# start of MATERIAL PROVIDED
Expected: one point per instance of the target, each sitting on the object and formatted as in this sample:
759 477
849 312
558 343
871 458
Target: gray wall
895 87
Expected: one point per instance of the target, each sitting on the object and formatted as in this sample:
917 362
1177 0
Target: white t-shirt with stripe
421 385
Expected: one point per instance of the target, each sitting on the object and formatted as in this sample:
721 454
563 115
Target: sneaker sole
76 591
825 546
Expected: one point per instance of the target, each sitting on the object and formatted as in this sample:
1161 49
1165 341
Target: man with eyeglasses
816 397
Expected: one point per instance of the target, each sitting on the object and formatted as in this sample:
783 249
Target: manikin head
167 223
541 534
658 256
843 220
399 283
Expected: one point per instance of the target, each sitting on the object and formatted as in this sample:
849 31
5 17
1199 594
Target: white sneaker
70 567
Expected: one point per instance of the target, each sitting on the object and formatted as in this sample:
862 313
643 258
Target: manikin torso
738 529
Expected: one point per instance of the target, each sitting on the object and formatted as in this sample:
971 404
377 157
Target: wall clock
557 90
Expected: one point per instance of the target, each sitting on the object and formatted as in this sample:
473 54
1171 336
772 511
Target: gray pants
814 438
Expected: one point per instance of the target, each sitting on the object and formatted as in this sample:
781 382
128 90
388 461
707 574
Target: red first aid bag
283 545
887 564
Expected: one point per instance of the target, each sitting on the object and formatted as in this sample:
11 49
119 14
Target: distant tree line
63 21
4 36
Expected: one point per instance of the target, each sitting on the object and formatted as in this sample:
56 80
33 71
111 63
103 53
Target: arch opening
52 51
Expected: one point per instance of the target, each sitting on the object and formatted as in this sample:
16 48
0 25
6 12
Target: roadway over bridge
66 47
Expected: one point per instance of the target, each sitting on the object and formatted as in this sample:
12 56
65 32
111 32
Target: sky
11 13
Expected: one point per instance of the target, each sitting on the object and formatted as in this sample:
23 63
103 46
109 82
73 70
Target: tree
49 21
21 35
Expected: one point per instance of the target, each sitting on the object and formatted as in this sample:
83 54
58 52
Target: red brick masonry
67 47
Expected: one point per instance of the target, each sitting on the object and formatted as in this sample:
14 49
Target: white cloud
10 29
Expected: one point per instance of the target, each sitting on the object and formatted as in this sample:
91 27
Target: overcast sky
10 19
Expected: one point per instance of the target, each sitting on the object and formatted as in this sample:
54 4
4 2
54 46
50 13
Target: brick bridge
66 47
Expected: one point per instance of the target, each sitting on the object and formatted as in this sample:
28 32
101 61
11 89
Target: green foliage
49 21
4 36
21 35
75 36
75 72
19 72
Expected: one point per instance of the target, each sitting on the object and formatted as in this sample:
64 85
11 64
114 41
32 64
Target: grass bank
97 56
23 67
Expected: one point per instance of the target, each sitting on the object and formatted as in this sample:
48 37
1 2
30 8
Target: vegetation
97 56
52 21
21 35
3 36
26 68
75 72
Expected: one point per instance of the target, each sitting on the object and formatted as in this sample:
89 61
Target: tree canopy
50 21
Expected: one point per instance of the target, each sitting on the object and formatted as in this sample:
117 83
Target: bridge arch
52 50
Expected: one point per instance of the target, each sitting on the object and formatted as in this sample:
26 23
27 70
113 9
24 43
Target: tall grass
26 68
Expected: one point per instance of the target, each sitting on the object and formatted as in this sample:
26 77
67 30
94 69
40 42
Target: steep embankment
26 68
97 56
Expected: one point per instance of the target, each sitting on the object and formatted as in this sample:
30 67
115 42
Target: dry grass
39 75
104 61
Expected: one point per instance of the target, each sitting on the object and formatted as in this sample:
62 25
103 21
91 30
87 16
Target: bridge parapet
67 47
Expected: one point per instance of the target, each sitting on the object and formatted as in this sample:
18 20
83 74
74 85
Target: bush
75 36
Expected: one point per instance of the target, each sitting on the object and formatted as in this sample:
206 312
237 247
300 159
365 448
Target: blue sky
# end of MATERIAL PROVIDED
§ **WHAT THE TASK ASKS**
Return every line of the records above that contains the string "arch", copying each line as it appears. Case counts.

§ **ANSWER TO THIS TASK**
Target: arch opening
Target: bridge arch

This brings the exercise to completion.